[Entries drawn from a collection]
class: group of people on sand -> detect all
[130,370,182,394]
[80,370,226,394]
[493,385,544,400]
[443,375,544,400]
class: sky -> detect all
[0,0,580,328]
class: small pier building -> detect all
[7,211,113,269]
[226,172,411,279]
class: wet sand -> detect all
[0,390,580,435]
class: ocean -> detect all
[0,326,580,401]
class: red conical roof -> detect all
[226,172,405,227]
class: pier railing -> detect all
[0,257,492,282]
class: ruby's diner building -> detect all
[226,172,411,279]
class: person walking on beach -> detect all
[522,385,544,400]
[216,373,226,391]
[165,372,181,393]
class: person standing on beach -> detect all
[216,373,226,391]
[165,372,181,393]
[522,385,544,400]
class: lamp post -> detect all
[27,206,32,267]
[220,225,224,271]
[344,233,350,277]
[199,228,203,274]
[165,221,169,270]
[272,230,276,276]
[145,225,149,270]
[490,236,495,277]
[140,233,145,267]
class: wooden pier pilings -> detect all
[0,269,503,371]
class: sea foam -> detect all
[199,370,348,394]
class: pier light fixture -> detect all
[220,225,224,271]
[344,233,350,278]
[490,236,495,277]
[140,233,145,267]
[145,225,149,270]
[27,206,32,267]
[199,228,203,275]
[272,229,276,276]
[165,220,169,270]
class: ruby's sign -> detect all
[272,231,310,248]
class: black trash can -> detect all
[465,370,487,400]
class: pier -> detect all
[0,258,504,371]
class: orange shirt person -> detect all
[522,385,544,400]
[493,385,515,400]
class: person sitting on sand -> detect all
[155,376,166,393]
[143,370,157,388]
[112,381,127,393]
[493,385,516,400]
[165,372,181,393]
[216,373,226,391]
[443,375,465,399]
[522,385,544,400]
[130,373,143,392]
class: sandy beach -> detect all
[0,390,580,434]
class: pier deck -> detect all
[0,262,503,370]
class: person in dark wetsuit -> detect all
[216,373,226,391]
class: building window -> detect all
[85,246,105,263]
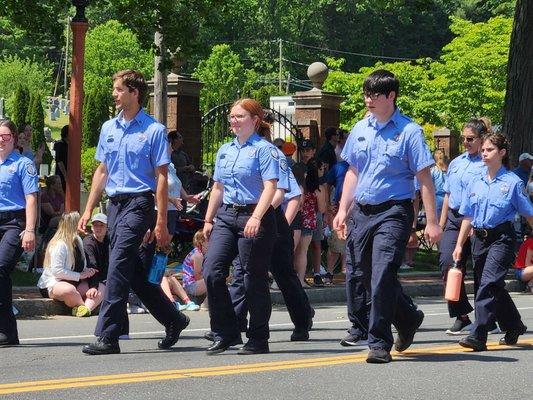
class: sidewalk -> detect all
[13,272,525,317]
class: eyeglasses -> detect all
[361,92,383,100]
[228,114,248,122]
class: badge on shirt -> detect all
[500,182,509,194]
[26,163,37,176]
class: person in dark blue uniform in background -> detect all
[230,126,314,342]
[202,99,280,354]
[333,70,441,363]
[439,119,488,335]
[78,70,189,355]
[453,133,533,351]
[0,119,39,346]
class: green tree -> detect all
[194,44,257,113]
[82,91,109,150]
[84,20,153,93]
[9,84,30,128]
[27,93,52,165]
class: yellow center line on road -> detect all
[0,339,533,394]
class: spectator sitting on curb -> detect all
[37,212,97,317]
[515,234,533,293]
[78,213,109,316]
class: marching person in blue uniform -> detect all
[453,133,533,351]
[78,70,189,355]
[439,119,488,335]
[0,119,39,346]
[333,70,441,363]
[230,133,314,342]
[203,99,280,354]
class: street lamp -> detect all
[65,0,89,211]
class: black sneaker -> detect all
[394,310,424,353]
[366,349,392,364]
[157,315,191,350]
[341,333,368,347]
[313,274,324,286]
[446,317,472,336]
[500,324,527,346]
[81,337,120,356]
[459,335,487,351]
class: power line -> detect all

#### PROBLEM STATEMENT
Reproduce every one of the lines above word for word, leaving out any pictures.

#### ANSWER TO THIS PROBLEM
class: group of people on sand -> detect all
[130,370,182,394]
[80,370,226,394]
[493,385,544,400]
[443,375,544,400]
class: sky -> detect all
[0,0,580,328]
class: small pier building -> detect all
[7,211,113,269]
[226,172,411,279]
class: wet sand -> detect all
[0,390,580,435]
class: ocean -> detect all
[0,326,580,401]
class: red conical roof -> detect all
[226,172,405,227]
class: pier railing -> detect all
[0,257,492,282]
class: ruby's diner building -> detect all
[226,172,411,279]
class: person walking on beach -> detect all
[522,385,544,400]
[216,373,226,391]
[165,372,181,393]
class: person standing on beach -> detect all
[216,373,226,391]
[165,372,181,393]
[522,385,544,400]
class: lamp post -> detect all
[27,206,32,267]
[220,225,224,271]
[344,233,350,277]
[199,228,203,274]
[165,221,169,270]
[272,230,276,276]
[145,225,149,270]
[490,236,495,277]
[140,233,145,267]
class: wooden pier pilings -> detect all
[0,269,503,371]
class: sea foam -> detect all
[199,370,348,394]
class: pier light fixture -> detect all
[220,225,224,271]
[344,233,350,278]
[490,236,495,277]
[140,233,145,267]
[145,225,149,270]
[27,206,32,267]
[199,228,203,275]
[272,229,276,276]
[165,220,169,270]
class: ruby's sign -> detect all
[272,231,310,248]
class: black trash can -> detect all
[465,370,487,400]
class: pier -> detect all
[0,258,504,371]
class: orange shirt person -> detect all
[522,385,544,400]
[493,385,515,400]
class: person sitting on sand -> detect all
[155,376,166,393]
[143,370,157,388]
[112,381,127,393]
[493,385,516,400]
[165,372,181,393]
[216,373,226,391]
[443,375,465,399]
[522,385,544,400]
[130,373,143,392]
class: sandy beach -> detect all
[0,390,580,434]
class: pier deck -> detect all
[0,262,503,370]
class: person in dark wetsuit -> detect all
[216,373,226,391]
class: building window -> detect all
[85,246,105,263]
class: sidewalk -> detect all
[13,272,525,317]
class: eyeglasses -> detect all
[361,92,383,100]
[228,114,248,122]
class: badge on shirt -> detect all
[500,182,509,194]
[26,163,37,176]
class: person in dark blue uniform in background -> detect all
[230,126,314,342]
[202,99,280,354]
[333,70,441,363]
[439,119,488,335]
[78,70,189,355]
[453,133,533,351]
[0,119,39,346]
class: green tree -> detect all
[194,44,257,113]
[82,91,109,150]
[84,20,153,93]
[9,84,30,128]
[27,93,52,165]
class: yellow center line on road -> detect all
[0,339,533,394]
class: spectator sitting on curb -> detect all
[37,212,97,317]
[515,234,533,293]
[78,213,109,316]
class: marching person in blue uniform -> detect all
[453,133,533,351]
[78,70,189,355]
[439,119,488,335]
[0,119,39,346]
[333,70,441,363]
[230,133,314,342]
[203,99,280,354]
class: street lamp -> detect all
[65,0,89,211]
class: black sneaker -> detect all
[394,310,424,353]
[366,349,392,364]
[157,315,191,350]
[341,333,368,347]
[313,274,324,286]
[446,317,472,336]
[500,324,527,346]
[81,337,120,356]
[459,335,487,351]
class: power line -> detect all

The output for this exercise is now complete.